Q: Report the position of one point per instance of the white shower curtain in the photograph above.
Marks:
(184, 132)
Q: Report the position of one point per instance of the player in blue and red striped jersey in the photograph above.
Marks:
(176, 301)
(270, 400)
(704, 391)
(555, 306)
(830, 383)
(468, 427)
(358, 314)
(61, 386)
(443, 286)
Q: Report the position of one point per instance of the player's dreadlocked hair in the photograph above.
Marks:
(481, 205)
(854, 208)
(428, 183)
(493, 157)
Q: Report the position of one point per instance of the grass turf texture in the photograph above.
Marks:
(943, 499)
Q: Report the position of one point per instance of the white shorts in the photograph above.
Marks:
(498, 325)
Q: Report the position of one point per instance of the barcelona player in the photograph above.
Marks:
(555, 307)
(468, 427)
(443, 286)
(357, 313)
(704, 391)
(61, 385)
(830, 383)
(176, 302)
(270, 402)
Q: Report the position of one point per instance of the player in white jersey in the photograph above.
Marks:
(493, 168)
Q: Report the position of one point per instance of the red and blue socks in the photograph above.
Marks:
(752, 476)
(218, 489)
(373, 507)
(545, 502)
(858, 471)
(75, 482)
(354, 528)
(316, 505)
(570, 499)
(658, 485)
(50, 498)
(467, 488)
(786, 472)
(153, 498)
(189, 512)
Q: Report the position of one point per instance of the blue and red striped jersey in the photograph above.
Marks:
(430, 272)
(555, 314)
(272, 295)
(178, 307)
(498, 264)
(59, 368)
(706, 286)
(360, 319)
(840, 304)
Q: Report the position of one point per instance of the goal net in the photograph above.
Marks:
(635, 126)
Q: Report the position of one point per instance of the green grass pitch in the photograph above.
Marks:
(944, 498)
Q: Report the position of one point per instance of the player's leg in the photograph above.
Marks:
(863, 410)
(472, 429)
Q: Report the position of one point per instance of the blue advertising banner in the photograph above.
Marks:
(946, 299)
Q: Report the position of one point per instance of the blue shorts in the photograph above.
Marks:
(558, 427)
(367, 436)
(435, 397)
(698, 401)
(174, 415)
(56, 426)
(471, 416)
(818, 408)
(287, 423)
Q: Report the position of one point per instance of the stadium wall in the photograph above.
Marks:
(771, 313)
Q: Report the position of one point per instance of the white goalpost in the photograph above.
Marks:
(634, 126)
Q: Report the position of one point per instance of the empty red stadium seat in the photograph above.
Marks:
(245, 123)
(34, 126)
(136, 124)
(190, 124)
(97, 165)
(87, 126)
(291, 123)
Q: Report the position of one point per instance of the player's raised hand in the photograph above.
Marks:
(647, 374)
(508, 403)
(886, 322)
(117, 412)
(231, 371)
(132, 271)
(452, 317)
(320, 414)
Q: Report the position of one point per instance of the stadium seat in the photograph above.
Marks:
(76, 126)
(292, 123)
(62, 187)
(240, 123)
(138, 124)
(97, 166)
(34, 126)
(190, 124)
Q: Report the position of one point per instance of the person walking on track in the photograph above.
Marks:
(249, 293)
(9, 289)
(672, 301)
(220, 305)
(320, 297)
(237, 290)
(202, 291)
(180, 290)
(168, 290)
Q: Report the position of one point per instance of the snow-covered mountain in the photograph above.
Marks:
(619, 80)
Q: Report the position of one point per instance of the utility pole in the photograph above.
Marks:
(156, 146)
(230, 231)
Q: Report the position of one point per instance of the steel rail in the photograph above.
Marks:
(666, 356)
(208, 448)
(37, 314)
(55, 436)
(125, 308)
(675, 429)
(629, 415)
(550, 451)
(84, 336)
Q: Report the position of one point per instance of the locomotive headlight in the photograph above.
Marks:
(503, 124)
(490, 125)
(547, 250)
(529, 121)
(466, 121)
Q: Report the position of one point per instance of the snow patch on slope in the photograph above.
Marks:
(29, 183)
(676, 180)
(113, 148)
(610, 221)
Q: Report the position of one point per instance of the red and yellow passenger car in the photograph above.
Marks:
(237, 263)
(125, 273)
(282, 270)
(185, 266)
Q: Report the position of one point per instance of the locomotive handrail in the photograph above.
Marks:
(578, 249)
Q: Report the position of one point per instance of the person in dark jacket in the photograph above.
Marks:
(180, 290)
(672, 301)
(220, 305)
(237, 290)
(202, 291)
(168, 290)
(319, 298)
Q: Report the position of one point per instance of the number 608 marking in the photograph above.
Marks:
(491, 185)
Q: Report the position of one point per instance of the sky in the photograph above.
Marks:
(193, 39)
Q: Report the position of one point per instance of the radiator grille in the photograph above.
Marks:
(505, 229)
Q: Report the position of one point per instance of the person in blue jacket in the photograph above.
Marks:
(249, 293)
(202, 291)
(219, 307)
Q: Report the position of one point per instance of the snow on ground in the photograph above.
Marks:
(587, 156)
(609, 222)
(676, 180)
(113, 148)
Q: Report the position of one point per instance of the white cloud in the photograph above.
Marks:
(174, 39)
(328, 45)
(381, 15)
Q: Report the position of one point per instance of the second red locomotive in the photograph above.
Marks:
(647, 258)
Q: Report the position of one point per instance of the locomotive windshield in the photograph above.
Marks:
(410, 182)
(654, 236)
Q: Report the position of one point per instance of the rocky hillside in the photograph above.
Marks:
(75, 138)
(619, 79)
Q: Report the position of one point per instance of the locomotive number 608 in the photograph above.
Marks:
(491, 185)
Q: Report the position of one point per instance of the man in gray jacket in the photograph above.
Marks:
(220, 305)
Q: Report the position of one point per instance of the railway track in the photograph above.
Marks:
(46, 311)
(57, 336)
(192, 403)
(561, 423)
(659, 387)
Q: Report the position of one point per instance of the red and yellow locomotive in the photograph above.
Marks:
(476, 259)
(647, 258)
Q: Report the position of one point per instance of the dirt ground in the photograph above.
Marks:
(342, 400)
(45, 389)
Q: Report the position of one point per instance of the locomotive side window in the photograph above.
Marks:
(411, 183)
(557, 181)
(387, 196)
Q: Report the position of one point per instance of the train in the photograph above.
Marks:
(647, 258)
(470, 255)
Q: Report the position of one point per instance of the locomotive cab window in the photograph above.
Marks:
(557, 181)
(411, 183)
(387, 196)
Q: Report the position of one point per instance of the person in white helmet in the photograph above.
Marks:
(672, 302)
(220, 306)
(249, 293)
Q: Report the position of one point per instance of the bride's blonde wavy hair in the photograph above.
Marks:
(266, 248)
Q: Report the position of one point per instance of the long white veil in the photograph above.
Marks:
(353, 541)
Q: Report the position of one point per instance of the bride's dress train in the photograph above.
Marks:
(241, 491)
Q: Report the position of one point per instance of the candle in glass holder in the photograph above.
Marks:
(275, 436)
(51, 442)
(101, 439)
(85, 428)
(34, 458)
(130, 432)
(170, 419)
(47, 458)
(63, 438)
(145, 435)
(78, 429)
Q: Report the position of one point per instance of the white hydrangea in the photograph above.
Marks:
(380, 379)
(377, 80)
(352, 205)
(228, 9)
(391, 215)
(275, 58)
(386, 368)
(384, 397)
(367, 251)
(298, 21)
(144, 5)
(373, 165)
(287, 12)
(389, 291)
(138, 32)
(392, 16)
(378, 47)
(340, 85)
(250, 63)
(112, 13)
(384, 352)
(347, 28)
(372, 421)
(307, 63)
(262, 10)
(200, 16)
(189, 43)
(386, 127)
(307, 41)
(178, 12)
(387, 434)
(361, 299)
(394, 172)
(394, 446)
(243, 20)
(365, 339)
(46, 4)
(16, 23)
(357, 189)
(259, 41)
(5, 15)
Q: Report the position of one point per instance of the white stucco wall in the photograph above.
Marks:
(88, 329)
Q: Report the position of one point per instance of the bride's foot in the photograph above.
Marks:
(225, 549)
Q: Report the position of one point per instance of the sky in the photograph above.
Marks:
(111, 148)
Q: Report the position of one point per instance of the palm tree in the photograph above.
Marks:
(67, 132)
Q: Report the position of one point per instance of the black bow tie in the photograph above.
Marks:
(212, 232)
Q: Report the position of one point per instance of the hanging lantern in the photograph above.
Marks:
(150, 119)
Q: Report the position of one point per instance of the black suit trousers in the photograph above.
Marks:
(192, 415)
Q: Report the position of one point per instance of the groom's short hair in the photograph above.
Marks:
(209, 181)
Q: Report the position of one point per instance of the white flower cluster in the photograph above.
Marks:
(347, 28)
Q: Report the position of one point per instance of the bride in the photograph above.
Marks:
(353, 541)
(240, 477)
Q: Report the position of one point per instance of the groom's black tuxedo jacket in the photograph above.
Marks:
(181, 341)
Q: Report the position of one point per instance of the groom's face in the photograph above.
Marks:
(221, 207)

> **WHAT YOU SHOULD DO**: Extract, exactly as they appear, the lines from the one containing "short hair in the photograph above." through the final line.

> **ANSWER IN FULL**:
Q: Report the position of one point per instance of the groom's short hair in the photograph above.
Marks:
(209, 181)
Q: Report the position of one point per instance of the white flower cluster in the photograph above.
Marks:
(347, 28)
Q: Report the position of one point per instance of the bride in the photograph above.
Marks:
(353, 541)
(240, 477)
Q: Report the position of one point per instance of the groom's black tuxedo jacket in the photograph above.
Marks:
(181, 341)
Q: Report the position of one point per instance of the groom's face in the photograph above.
Marks:
(221, 207)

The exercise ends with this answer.